───── TEXTO FORNECIDO ─────

Eram cerca de 12 pessoas que estavam em Belo Horizonte para algum tipo de tratamento de saúde e, diante disto, sem terem onde ficar na capital, têm na Casa do Caminho não apenas um acolhimento provisório, mas a criação de vínculos entre pessoas que estão em busca de alguns objetivos comuns.

Na bagagem trazem muita esperança.

No início da nossa atividade, todos ficam mais quietinhos, ouvindo, cantando baixinho, até que o Toninho resolveu perguntar o nome de cada um deles e deixar livre para que pedissem a música ou o cantor de sua preferência. Teve Roberto Carlos, Zé Ramalho e até Amado Batista.

O dia já trazia algumas lembranças sensíveis em muitos dos participantes, ainda mais por terem que passar aquela data longe da família. Era o dia 24 de dezembro, véspera de Natal, mas a necessidade de continuidade do tratamento, sem alta médica, fez com que aquelas pessoas ficassem distantes da sua cidade, ou até mesmo do estado de origem.

Reunidos no refeitório sentíamos o cheirinho da comida invadindo o espaço e ríamos da Lu toda animada, que cozinhava e dançava ao som do nosso músico voluntário. Pouco a pouco as pessoas foram se soltando, perdendo a “timidez” daquele primeiro encontro e se deixando levar pela sonoridade e energia do evento.

Na mesa da frente as duas únicas crianças ouviam as músicas batucando com as mãozinhas, acompanhando o ritmo. Ao lado deles, o pai.

Quando a gente chega para uma ação dessa, pelo Tio Flávio Cultural, um movimento voluntário que existe há 12 anos e atua em diversas áreas sociais, não costumamos falar da doença ou procurar saber quem é, entre os presentes, o paciente ou o acompanhante. Estamos ali para, com leveza e respeito, doarmos seja um pouco do nosso talento e/ou do tempo.

─────

#### USANDO AS INFORMAÇÕES:
(A) Liste todos os cantores mencionados no relato.
(B) Diga se cada afirmação concorda com o relato: (i) o encontro aconteceu na véspera de Natal; (ii) havia três crianças na mesa da frente; (iii) o Tio Flávio Cultural existe há 12 anos. Responda sim ou não e cite as palavras decisivas do relato.
(C) Extraia do relato o trecho que começa em "O dia já trazia" e segue até "estado de origem.".
Os itens constituem um material separado do relato.

───── REGISTROS APRESENTADOS ─────

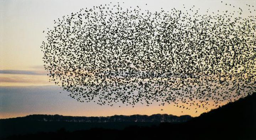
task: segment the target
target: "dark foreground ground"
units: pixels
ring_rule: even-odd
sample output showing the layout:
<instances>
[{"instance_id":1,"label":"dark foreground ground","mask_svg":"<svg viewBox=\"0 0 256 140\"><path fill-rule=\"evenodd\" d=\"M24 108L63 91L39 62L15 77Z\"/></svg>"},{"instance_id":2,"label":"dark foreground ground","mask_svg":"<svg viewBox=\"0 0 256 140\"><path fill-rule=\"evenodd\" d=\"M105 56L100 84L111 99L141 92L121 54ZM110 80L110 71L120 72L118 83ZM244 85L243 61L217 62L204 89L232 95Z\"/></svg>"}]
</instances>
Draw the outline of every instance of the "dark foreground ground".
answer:
<instances>
[{"instance_id":1,"label":"dark foreground ground","mask_svg":"<svg viewBox=\"0 0 256 140\"><path fill-rule=\"evenodd\" d=\"M70 131L63 128L54 132L12 135L4 139L255 140L256 93L202 114L186 123L133 123L127 125L124 124L128 123L119 123L108 125L115 125L119 128L121 126L125 128L114 129L115 126L112 129ZM25 128L26 125L24 127Z\"/></svg>"}]
</instances>

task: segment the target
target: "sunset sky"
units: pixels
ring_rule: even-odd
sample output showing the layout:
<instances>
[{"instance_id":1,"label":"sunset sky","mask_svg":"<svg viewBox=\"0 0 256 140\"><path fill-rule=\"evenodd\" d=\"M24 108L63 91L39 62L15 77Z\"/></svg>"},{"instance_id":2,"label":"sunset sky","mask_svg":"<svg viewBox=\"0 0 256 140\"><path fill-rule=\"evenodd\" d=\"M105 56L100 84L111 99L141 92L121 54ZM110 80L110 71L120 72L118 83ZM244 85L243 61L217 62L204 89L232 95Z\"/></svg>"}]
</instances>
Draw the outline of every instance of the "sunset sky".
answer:
<instances>
[{"instance_id":1,"label":"sunset sky","mask_svg":"<svg viewBox=\"0 0 256 140\"><path fill-rule=\"evenodd\" d=\"M256 5L254 0L223 1L241 7L246 4ZM198 110L197 113L193 109L181 110L173 104L164 106L159 106L157 103L149 106L138 104L133 108L121 103L110 107L96 103L81 103L48 81L40 48L46 36L43 31L53 26L54 20L82 8L123 1L127 6L138 5L152 11L159 11L161 7L182 10L183 4L187 7L194 5L203 13L209 7L213 11L229 10L220 1L210 0L1 0L0 118L31 114L106 116L161 113L194 117L205 112L203 109ZM209 107L210 109L212 108Z\"/></svg>"}]
</instances>

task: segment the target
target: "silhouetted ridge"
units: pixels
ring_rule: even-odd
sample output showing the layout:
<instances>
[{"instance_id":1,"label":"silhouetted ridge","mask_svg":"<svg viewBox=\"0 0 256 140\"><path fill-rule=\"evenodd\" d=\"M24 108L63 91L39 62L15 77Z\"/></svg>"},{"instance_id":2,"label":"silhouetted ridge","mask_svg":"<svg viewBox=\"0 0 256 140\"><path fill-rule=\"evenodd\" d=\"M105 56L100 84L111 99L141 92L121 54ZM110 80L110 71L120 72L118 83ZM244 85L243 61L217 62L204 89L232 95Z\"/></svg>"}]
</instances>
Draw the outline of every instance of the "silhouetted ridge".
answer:
<instances>
[{"instance_id":1,"label":"silhouetted ridge","mask_svg":"<svg viewBox=\"0 0 256 140\"><path fill-rule=\"evenodd\" d=\"M31 115L18 118L0 120L1 126L0 128L1 129L0 132L4 132L2 134L6 136L24 134L26 134L24 132L28 134L23 136L13 136L7 139L46 140L54 139L58 138L58 139L68 140L94 138L94 140L112 140L122 139L124 138L125 139L138 140L256 140L255 101L256 93L254 93L203 113L188 122L181 123L74 123L22 120L38 117L41 117L41 119L42 116L55 117L62 116ZM159 116L165 115L168 115L156 114L153 116L158 118ZM138 116L145 116L146 115L136 115L130 117L137 118ZM60 118L63 117L64 117ZM58 130L60 130L57 131ZM29 134L38 131L44 132ZM53 131L55 132L51 132Z\"/></svg>"},{"instance_id":2,"label":"silhouetted ridge","mask_svg":"<svg viewBox=\"0 0 256 140\"><path fill-rule=\"evenodd\" d=\"M189 115L178 117L167 114L147 115L114 115L110 117L73 117L59 115L30 115L23 117L7 119L45 122L66 122L80 123L105 123L115 122L182 122L190 120Z\"/></svg>"}]
</instances>

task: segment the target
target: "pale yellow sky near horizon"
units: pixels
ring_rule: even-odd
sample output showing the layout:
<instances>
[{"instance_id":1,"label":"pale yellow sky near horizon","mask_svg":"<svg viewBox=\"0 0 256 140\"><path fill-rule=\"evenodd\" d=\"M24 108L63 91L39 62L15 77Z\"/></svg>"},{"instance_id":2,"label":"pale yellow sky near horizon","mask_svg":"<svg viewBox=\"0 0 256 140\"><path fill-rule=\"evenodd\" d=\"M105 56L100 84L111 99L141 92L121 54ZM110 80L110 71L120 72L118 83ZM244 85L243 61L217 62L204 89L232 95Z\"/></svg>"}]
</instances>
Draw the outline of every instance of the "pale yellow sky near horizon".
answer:
<instances>
[{"instance_id":1,"label":"pale yellow sky near horizon","mask_svg":"<svg viewBox=\"0 0 256 140\"><path fill-rule=\"evenodd\" d=\"M213 11L225 10L226 7L221 4L220 1L210 0L0 0L0 88L3 88L3 87L6 88L6 86L10 88L16 86L29 88L28 86L54 85L48 82L48 77L42 66L44 64L42 59L43 54L41 50L40 46L45 36L43 31L52 27L53 25L53 20L63 15L76 12L82 8L90 8L94 5L107 4L110 2L123 1L125 2L124 5L127 6L135 7L138 5L142 8L152 11L159 11L161 7L164 9L176 7L182 10L183 4L187 7L194 5L196 8L200 8L202 10L200 12L204 13L205 12L204 12L205 11L204 10L208 7L210 8L210 10ZM232 4L244 7L245 9L247 8L246 4L256 6L256 0L254 0L223 1L224 3ZM146 7L146 3L147 4ZM232 10L232 9L230 10ZM243 16L248 16L246 12L245 13ZM11 96L5 96L5 93L3 91L0 92L0 97L4 97L7 99L12 98ZM40 100L35 98L35 100ZM177 115L188 114L197 116L205 111L203 109L199 109L197 113L195 113L194 111L192 110L181 113L181 110L173 106L159 107L157 104L150 106L151 108L145 106L139 106L139 107L134 108L126 107L123 109L98 107L97 104L91 105L92 107L97 107L95 110L93 110L86 108L79 108L79 106L81 106L80 103L74 103L74 102L76 101L75 100L67 98L65 98L65 100L62 103L64 104L65 102L72 102L74 110L63 109L61 111L58 112L57 109L49 108L41 110L40 107L38 107L38 110L30 112L28 111L31 107L30 106L33 106L33 104L27 104L26 101L21 102L20 104L16 105L17 106L23 106L23 108L16 109L15 106L13 108L6 108L5 106L11 104L11 102L13 101L11 99L9 100L10 103L5 103L5 105L1 103L4 102L2 99L0 99L0 118L23 116L30 114L58 113L64 115L89 116L107 116L115 114L150 115L160 113ZM47 99L46 99L46 102L47 101ZM36 102L33 103L36 104ZM60 107L62 104L60 104L58 108L56 108ZM86 106L86 104L84 103L82 105ZM54 108L54 107L52 107ZM160 111L160 109L162 108L164 109L164 111Z\"/></svg>"}]
</instances>

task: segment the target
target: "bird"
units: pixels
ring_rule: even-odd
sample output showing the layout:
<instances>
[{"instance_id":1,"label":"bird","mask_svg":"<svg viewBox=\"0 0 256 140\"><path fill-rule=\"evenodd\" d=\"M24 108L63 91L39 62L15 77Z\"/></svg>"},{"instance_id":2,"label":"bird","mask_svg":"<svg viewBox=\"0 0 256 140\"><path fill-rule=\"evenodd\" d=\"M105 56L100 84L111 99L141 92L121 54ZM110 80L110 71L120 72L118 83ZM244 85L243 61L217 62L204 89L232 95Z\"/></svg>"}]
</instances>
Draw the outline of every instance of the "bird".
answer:
<instances>
[{"instance_id":1,"label":"bird","mask_svg":"<svg viewBox=\"0 0 256 140\"><path fill-rule=\"evenodd\" d=\"M43 31L49 82L78 102L173 103L196 113L256 90L253 6L246 16L236 6L203 14L194 5L145 12L122 3L81 9Z\"/></svg>"}]
</instances>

─────

#### RESPOSTAS ÀS TAREFAS:
(A) Roberto Carlos, Zé Ramalho e Amado Batista.

(B)
(i) Sim: "Era o dia 24 de dezembro, véspera de Natal".
(ii) Não: "Na mesa da frente as duas únicas crianças".
(iii) Sim: "um movimento voluntário que existe há 12 anos".

(C)
O dia já trazia algumas lembranças sensíveis em muitos dos participantes, ainda mais por terem que passar aquela data longe da família. Era o dia 24 de dezembro, véspera de Natal, mas a necessidade de continuidade do tratamento, sem alta médica, fez com que aquelas pessoas ficassem distantes da sua cidade, ou até mesmo do estado de origem.